EXCERPTED RECORDS
%%
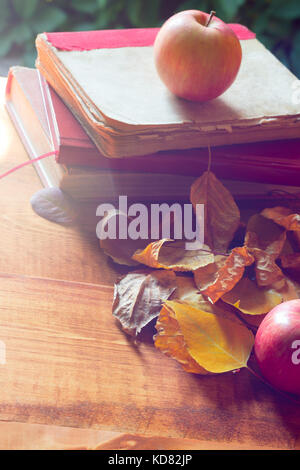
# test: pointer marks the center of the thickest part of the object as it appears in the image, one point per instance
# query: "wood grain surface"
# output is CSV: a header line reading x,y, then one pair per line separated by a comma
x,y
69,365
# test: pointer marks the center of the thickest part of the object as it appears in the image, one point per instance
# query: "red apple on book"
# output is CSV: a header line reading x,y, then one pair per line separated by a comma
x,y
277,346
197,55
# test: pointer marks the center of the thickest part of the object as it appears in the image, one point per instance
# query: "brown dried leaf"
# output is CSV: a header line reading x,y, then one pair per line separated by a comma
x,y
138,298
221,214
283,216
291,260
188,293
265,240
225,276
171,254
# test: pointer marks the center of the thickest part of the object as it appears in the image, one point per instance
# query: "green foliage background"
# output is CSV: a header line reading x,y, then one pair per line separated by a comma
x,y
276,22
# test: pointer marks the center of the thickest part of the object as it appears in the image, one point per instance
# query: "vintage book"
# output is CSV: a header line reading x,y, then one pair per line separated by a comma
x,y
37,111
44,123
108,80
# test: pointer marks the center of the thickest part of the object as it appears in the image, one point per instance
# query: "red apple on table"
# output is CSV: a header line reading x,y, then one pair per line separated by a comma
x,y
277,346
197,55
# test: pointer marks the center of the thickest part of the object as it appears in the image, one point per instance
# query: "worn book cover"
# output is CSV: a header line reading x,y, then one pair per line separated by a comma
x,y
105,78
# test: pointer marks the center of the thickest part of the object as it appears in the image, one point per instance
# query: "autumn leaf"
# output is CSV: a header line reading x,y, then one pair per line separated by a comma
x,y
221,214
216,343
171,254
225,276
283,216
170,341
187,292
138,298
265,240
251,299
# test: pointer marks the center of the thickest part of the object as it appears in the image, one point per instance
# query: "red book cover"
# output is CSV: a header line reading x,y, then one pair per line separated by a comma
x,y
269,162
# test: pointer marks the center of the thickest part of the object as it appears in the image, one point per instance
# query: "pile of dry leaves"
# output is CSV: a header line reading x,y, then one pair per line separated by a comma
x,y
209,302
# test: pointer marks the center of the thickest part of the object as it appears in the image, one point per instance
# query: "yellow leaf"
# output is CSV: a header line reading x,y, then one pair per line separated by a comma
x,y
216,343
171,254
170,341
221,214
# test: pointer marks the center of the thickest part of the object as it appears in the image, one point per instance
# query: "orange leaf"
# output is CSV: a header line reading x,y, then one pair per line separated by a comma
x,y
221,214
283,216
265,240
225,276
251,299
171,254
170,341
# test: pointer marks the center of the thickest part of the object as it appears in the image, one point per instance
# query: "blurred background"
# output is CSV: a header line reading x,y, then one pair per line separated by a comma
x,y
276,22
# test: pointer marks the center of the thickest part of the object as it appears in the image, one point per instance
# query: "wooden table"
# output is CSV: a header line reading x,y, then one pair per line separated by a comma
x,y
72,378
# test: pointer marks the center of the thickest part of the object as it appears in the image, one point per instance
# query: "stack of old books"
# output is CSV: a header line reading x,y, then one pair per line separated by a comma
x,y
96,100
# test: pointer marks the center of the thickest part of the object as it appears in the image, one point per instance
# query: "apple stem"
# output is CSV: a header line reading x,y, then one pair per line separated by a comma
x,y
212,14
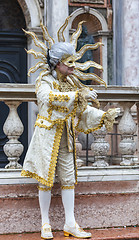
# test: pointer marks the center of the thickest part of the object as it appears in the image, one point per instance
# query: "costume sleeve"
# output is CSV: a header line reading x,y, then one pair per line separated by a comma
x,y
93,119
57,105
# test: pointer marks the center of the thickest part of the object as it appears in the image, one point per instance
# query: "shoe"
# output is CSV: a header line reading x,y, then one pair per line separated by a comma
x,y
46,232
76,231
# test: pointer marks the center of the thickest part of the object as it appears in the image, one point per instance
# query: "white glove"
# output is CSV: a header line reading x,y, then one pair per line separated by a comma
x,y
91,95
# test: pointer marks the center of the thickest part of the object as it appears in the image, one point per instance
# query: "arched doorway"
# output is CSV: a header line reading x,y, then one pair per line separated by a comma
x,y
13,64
%%
EXERCISE AIM
From the first line to the last, set down the records above exactly and skip the pictures.

COMPLETED EXERCISE
# test: pointer marks the center of the thickest part of the object as it appears in the image, one point per instance
# query: "wood grain surface"
# output is CSV: a header line reading x,y, then one pair per line separated by a comma
x,y
69,365
# test: pointer marks the center of the thickest part of the object as it appears in the image, one point per instance
# query: "red apple on book"
# output is CSV: a header line reading x,y, then one pair per line separated by a comma
x,y
277,346
197,55
# test: pointer marks the center of the thickest part of the object as it appears in the image, one point per instance
# query: "brown dried leaf"
# output is CSV: a header line reading x,y, then one pair per line separated by a comma
x,y
138,298
221,214
283,216
291,260
188,293
265,240
225,276
171,254
# test: pointer marks the center of the thickest part of the object as it appears in the image, one point per instance
# query: "green foliage background"
# output is CSV: a header line reading x,y, then one pair per line separated by a comma
x,y
276,22
# test: pointer marks the center of the thickest part of the object as it appears in the image, one point per instance
# query: "vintage book"
# output is CSV: a header line reading x,y, then one pair per line separated by a comma
x,y
37,111
44,123
108,80
# test: pointer marks the center of the thickest part of the object as it appears in the image, one point per instance
# query: "red apple on table"
# output is CSV: a header line reading x,y, then one pair per line separated by a comma
x,y
277,346
197,55
# test: pointer marks the center of the thickest part of the object as it appears in the image, one point per instance
# query: "worn book cover"
# output is CSV: a header line reading x,y, then one pair per line separated by a comma
x,y
105,78
# test: pointer marks the center of the thickest part of the object as it appears in the image, one point per instance
# query: "autumn leaf"
# output is CSV: a header line reading x,y, then one pair per line separated by a comma
x,y
221,214
216,343
171,254
225,276
283,216
170,341
187,292
138,298
265,240
251,299
# test: pointer marks the center of the thickest part of the object as it appears in the image, one point per instance
# query: "red book cover"
# output is CSV: a header line reading x,y, then one pair per line separated by a comma
x,y
269,162
# test: pointer marks the center of the thickest part of the object as it appears in the image, one point per instance
# query: "pile of dry leaves"
# output is CSV: a header line reading x,y, then one pair per line separated by a comma
x,y
209,302
# test: pointer marks the center of the thickest part of the object as it appears in the image, one point per instance
# query: "yellow leaf"
# output is CSV: a header line reading x,y, then one pair per line separated by a comma
x,y
216,343
171,254
170,341
221,214
# test: pointer marks the center of the thickest part of the object as it appears in the image, one point per instance
# query: "orange leaf"
# output is CSV: a header line reading x,y, then one pair per line separated by a comma
x,y
221,214
283,216
265,240
225,276
251,299
171,254
170,341
# test: pointer marks the center of the thickest part of the object as it appears in the image, one point per instance
# query: "blurred background"
# output is CSV: a header line reading x,y, then one pair per line separated by a comma
x,y
276,22
# test: pointer marks the center of the thickest part of the object as it appears in the image, one point per instance
# query: "wooden table"
# output is CSV: a header line reading x,y, then one pair per line separated by a comma
x,y
72,378
# test: pointer marks the center of the thickest part of the object as it appears in the image, one point per instance
# query: "stack of old books"
# output is CSV: a header line reading x,y, then one pair per line separated by a comma
x,y
96,100
# test: pointer marks the center of the thickest part of the object as it appears in the image, one point per instance
# query: "apple stem"
# output is CSV: a header line reading x,y, then one pair per line separated by a comma
x,y
212,14
# test: pointer marks the center of the thickest part of the object as it appears in the image, one point per instance
# query: "costume sleeve"
# output is CSV: a header line reading x,y, then one pair per line separated by a comma
x,y
93,119
57,105
# test: pointer marks the center of the thickest part of the object as it appears in the image, one point per instance
# query: "shoe"
# output is CSV: a header line reading x,y, then one pair per line separated by a comma
x,y
46,232
76,231
# test: pointer marks the center of the thickest part of the object as it appears in the image, one point per instance
# query: "white glove"
# output is CSV: a header line reading x,y, then one pair per line separated by a comma
x,y
91,95
# test: pointer marks the center of the thickest part of the object as it appears in the image, one point per instance
# query: "arched doorway"
# output is CSV: a header line reading x,y, then one pair per line separated by a comma
x,y
13,64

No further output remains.